[EXERCISE DETAILS]: Please give the listing again in full, leaving out its images.

[DATASET]:
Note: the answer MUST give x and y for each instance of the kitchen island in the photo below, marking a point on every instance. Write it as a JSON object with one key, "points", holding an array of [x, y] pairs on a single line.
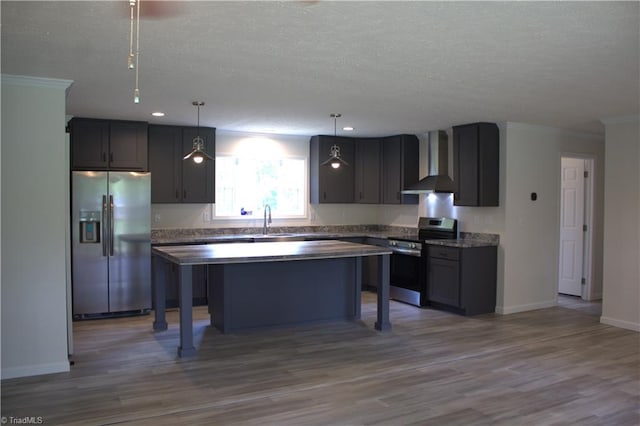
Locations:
{"points": [[270, 284]]}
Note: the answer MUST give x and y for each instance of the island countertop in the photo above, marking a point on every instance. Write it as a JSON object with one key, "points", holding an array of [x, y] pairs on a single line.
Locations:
{"points": [[225, 253]]}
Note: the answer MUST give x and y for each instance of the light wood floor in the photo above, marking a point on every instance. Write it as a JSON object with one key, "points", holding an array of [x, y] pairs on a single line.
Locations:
{"points": [[556, 366]]}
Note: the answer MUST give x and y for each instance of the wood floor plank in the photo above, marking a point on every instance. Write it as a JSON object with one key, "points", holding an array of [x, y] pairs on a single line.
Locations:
{"points": [[551, 366]]}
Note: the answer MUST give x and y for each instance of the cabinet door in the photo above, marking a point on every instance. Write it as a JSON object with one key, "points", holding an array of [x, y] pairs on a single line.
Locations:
{"points": [[367, 171], [444, 281], [465, 147], [476, 164], [400, 164], [89, 144], [198, 179], [333, 185], [128, 145], [165, 163]]}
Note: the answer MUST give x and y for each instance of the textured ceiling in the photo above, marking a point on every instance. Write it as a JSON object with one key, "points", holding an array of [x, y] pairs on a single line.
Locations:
{"points": [[388, 67]]}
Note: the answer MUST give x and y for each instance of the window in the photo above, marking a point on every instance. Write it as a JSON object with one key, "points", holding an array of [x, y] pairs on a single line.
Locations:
{"points": [[245, 184]]}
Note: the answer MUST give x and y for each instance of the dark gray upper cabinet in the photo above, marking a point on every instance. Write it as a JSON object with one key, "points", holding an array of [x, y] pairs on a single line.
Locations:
{"points": [[108, 144], [174, 180], [367, 171], [329, 185], [463, 279], [476, 164], [400, 164]]}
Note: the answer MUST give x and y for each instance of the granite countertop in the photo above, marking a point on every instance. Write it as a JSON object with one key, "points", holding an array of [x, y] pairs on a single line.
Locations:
{"points": [[250, 235], [199, 254]]}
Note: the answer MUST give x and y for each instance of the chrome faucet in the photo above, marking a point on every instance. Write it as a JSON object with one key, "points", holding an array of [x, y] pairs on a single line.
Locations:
{"points": [[266, 223]]}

[RESPONSE AREA]:
Note: the answer MUST give x and y for each instance of the kitchen island in the photo below, marking a point on every instance. Write it as a JSON object with one key, "points", holding an array of [x, y] pairs on a single line.
Locations:
{"points": [[270, 284]]}
Note: the answer MUST give x and y for each instance of the island countertop in the photo above, marking a point on every instance. Write it as a JSON object with one key, "points", holding an array of [x, y] pairs on a single line.
Locations:
{"points": [[225, 253]]}
Note: the answer MUST give x and y for each instance of the light wood floor in the photo above, marking a point on every instance. Write it as a JSON object with one key, "points", holding an array of [x, y] pairs on a single line.
Locations:
{"points": [[556, 366]]}
Note: the answer MUST give x and y for each instance of the wood floor plank in the photo above, marking a point on every instance. Write it as a JSON object with one key, "points", holding an array of [x, y] pairs on a single line.
Locations:
{"points": [[551, 366]]}
Note: the answer MUST give x and y for each instance of the cabinet door in the photo above, marking a point on every instance. Write it as a JSON object with one key, "points", holding an array of [x, y] pairs on a single line.
Locations:
{"points": [[367, 171], [444, 281], [465, 147], [476, 164], [400, 164], [89, 144], [198, 179], [333, 185], [128, 145], [165, 163]]}
Note: the answer MUST give x and y for each instance of the textured ceiling in the photo above, marking a point on every instance. Write it as a JSON object with one key, "points", holding an array of [x, y] pairs on a single line.
Locations:
{"points": [[388, 67]]}
Note: the answer MUST give x and y for each instance of the window in the photo above, marking a point on every instance. Write it as a JSON object with one key, "points", holding an array of [x, y] pairs on a single line.
Locations:
{"points": [[245, 184]]}
Note: the answer MUST give x and y for each instance of the dark gray upper cabinet in the photo above, marking a point on every instance. Write it as a JSON object with one key, "points", holding an array of [x, y] pairs on a single line.
Locations:
{"points": [[108, 144], [174, 180], [367, 171], [329, 185], [463, 279], [476, 164], [400, 164]]}
Note: the answer MUST give x and y for each instance of the granite countertop in the photo above, marking a point on every instance. Write it as a JSON object with one key, "points", holding an array of [x, y] pairs on a single line.
Locations:
{"points": [[250, 235], [199, 254]]}
Note: the answer MUST give x and y for each instance of the chrome faucet in the photo above, marking a point on every instance. Write it as a JSON object with one key, "points", holding an array of [x, y] pairs on a single line.
Locations:
{"points": [[266, 223]]}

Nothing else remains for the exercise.